> Selected excerpt
[Begin]
Gomaseb v S (CA 58/2013) [2013] NAHCMD 366 (29 November 2013);


Full judgment




Case no: CA 58/2013



In the matter between:

DUSANTOS GOMASEB.............................APPELLANT


THE STATE..............................................RESPONDENT

Neutral citation: Gomaseb v The State (CA 58/2013) [2013] NAHCMD 366 (29 November 2013)


Heard: 25 November 2013

Delivered: 29 November 2013

Flynote: Appeal against sentence of 6 years, of which 3 years were suspended for 5 years on appropriate conditions for a contravention of s2 (1) (a) of Act 8 of 2000 imposed by a regional magistrate. The appellant was at the time of the commission of the offence 15 years and 1 month old. He had also spent some 18 months incarcerated prior to sentencing. But a severely aggravating feature of the crime (comprising the insertion of his finger in the vagina of a girl of 5 years) was the tender age of the victim. The regional magistrate had considered the personal circumstances of the appellant following a social report being handed in before sentencing. The appellant did not establish a misdirection or irregularity on the part of the regional magistrate. Despite the age of the appellant, the sentence does not induce a sense of shock, given the seriousness of the crime and the interest of society in ensuring that severe sentences are handed down for the statutory rape of young children at tender ages.


That the appeal is dismissed.
[End]
> Written task A
Pick out each line of the entries that contains the word "dark", treating case as significant.
The judgment and the entries come from unrelated sources.

> Supplied entries
[Begin]
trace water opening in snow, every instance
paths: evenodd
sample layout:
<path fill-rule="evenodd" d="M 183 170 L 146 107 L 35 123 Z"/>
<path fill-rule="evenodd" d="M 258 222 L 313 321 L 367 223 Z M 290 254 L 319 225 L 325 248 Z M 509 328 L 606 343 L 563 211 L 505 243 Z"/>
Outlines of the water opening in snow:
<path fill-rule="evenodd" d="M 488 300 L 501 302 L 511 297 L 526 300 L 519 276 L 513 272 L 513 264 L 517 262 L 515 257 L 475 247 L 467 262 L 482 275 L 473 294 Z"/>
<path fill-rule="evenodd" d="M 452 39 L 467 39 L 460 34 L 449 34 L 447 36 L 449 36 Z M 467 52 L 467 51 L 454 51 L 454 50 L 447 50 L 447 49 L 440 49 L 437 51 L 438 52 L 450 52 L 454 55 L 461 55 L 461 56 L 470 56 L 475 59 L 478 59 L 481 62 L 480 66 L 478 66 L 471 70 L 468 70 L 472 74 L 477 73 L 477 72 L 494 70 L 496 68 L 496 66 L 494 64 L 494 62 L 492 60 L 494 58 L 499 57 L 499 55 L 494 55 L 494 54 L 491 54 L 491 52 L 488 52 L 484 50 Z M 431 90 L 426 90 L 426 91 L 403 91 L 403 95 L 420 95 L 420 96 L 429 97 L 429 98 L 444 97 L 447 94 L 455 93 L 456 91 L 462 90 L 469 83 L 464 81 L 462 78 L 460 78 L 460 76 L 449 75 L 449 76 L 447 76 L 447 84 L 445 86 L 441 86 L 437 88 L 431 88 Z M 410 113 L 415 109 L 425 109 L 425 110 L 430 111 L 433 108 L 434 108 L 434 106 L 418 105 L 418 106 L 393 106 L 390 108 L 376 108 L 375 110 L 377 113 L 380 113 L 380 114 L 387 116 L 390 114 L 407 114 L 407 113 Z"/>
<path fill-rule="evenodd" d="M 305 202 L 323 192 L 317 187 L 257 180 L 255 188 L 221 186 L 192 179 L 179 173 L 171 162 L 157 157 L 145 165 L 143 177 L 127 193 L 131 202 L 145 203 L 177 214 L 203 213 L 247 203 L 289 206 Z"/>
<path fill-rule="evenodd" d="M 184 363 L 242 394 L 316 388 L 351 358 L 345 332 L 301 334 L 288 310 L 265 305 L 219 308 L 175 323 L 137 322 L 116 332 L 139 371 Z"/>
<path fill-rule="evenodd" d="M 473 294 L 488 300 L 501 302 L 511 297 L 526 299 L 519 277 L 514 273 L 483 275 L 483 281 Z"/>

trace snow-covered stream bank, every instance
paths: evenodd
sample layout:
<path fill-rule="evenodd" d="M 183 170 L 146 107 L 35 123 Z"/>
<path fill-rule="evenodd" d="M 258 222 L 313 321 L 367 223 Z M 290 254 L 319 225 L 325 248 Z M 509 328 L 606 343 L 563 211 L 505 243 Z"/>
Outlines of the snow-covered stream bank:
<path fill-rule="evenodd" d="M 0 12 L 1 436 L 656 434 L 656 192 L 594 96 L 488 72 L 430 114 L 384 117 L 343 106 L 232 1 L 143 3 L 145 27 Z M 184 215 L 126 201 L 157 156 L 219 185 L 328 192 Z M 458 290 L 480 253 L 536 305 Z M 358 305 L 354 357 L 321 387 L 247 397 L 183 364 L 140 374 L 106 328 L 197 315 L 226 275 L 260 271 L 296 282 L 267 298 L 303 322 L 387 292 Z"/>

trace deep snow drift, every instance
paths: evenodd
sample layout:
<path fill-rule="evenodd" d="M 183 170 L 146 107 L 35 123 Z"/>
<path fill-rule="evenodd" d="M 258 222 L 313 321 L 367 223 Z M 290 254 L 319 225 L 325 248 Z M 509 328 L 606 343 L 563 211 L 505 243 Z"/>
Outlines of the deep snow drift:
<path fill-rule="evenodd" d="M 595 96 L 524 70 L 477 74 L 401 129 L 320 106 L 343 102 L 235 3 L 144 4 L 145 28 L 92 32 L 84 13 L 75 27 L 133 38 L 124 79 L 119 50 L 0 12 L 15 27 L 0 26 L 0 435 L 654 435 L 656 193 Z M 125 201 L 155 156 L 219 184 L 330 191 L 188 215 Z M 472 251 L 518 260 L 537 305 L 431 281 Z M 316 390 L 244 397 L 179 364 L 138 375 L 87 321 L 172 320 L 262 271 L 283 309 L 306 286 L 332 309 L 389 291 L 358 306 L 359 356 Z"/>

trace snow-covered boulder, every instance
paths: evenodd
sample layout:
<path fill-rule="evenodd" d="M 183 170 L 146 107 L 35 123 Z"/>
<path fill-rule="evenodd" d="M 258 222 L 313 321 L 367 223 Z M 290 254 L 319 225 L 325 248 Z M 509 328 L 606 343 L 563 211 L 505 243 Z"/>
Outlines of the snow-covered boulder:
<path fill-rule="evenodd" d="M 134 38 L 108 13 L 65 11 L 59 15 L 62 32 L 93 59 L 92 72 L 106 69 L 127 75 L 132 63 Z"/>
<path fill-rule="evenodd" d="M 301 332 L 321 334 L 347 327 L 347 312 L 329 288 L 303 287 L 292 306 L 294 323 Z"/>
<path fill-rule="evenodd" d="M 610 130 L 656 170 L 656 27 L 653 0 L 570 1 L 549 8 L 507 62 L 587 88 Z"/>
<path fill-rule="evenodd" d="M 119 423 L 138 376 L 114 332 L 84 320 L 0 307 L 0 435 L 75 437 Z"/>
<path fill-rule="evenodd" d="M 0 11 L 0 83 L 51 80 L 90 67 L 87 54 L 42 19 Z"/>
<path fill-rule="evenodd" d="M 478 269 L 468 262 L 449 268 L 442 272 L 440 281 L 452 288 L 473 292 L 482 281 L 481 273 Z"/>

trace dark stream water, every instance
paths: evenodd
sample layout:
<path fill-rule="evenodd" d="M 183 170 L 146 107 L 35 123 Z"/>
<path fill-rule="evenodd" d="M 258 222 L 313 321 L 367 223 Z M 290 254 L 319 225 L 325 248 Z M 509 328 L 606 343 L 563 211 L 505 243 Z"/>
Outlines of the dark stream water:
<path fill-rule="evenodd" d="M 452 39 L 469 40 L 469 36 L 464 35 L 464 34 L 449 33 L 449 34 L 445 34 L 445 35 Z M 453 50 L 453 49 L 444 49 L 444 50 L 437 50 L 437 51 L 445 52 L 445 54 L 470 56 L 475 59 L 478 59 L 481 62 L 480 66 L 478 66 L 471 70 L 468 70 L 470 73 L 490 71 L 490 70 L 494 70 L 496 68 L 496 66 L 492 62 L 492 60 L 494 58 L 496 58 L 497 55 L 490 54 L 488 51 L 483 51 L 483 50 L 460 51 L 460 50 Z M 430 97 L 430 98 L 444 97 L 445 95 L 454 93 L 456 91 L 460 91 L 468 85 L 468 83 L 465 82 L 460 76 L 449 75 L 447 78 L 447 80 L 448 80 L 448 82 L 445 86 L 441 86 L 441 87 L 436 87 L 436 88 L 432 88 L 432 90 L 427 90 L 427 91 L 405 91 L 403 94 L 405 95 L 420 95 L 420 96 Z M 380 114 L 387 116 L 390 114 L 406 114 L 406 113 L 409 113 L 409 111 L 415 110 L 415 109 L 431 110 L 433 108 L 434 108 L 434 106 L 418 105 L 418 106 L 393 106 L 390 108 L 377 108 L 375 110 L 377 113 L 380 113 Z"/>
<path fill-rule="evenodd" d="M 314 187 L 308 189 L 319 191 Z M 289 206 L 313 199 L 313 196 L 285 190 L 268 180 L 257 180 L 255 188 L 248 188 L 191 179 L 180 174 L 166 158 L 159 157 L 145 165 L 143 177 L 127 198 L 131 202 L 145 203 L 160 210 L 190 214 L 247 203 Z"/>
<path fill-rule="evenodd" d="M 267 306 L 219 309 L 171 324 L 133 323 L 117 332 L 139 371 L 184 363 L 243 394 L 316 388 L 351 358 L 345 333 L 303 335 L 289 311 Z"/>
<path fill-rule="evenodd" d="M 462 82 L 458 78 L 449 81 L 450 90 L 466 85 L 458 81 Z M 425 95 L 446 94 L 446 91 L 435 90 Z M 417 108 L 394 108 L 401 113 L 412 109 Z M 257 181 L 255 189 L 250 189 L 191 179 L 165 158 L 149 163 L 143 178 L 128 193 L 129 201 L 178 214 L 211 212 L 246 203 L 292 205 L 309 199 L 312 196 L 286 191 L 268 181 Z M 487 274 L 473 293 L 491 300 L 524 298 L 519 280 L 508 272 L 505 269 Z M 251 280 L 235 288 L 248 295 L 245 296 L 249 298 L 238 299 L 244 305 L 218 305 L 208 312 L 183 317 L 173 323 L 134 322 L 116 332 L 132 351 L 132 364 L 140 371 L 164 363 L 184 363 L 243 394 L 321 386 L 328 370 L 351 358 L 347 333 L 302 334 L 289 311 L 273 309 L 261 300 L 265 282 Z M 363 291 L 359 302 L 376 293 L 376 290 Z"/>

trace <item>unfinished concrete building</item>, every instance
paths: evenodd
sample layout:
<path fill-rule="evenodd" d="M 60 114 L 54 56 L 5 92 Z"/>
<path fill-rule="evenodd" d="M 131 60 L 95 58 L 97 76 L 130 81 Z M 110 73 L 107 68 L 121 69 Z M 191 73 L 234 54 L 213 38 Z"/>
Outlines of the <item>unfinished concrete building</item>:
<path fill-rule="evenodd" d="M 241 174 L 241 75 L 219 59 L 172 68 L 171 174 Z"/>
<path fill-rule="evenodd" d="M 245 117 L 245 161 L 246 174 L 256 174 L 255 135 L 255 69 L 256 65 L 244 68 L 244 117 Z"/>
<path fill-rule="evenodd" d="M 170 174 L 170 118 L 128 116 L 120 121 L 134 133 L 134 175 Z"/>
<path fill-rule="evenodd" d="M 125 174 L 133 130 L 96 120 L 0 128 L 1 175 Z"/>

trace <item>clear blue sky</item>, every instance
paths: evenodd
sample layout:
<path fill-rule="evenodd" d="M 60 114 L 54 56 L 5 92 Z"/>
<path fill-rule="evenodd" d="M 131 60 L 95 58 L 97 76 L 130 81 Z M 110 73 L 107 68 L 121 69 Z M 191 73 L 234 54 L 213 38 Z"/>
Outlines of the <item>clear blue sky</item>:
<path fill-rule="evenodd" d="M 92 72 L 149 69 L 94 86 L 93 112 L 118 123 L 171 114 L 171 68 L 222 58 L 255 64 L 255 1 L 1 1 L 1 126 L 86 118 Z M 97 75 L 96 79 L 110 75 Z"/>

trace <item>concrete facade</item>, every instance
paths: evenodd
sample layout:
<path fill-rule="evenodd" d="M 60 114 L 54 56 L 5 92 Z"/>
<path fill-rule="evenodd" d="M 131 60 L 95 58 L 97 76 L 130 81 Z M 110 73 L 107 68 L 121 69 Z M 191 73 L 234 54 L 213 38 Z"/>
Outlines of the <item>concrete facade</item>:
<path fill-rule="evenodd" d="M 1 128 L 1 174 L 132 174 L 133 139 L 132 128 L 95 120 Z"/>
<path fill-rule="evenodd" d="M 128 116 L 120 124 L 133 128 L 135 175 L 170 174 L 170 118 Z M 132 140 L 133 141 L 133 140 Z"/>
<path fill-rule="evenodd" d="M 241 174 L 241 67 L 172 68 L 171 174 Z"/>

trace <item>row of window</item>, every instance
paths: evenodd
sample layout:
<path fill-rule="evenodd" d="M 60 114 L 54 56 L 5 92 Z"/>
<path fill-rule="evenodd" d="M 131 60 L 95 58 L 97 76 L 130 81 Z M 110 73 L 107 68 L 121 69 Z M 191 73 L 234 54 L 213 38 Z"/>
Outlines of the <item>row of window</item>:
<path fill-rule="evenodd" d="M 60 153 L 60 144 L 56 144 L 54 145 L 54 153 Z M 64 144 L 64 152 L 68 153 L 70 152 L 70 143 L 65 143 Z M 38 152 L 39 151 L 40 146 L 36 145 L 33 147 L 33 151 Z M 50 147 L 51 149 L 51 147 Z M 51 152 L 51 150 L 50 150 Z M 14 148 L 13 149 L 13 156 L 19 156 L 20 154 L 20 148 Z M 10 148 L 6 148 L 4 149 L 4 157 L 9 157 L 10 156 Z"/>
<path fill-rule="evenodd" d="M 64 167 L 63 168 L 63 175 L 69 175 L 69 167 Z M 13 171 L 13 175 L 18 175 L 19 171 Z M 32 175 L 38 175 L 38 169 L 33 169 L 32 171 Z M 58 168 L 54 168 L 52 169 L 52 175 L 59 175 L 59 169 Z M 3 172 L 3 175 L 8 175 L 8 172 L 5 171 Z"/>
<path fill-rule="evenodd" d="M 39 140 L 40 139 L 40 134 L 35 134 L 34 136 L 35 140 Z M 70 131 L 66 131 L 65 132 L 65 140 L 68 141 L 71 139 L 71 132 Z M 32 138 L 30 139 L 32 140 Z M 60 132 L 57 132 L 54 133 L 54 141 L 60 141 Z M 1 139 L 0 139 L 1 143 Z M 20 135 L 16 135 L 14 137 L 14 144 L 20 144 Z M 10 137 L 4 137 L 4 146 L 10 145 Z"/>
[End]
> Written task B
Please repeat the passage from the judgment that begins at the words "DUSANTOS GOMASEB.............................APPELLANT" and stops after the words "State (CA 58/2013) [2013] NAHCMD 366 (29 November 2013)".

> Task response A
trace dark stream water, every instance
Outlines of the dark stream water:

> Task response B
DUSANTOS GOMASEB.............................APPELLANT


THE STATE..............................................RESPONDENT

Neutral citation: Gomaseb v The State (CA 58/2013) [2013] NAHCMD 366 (29 November 2013)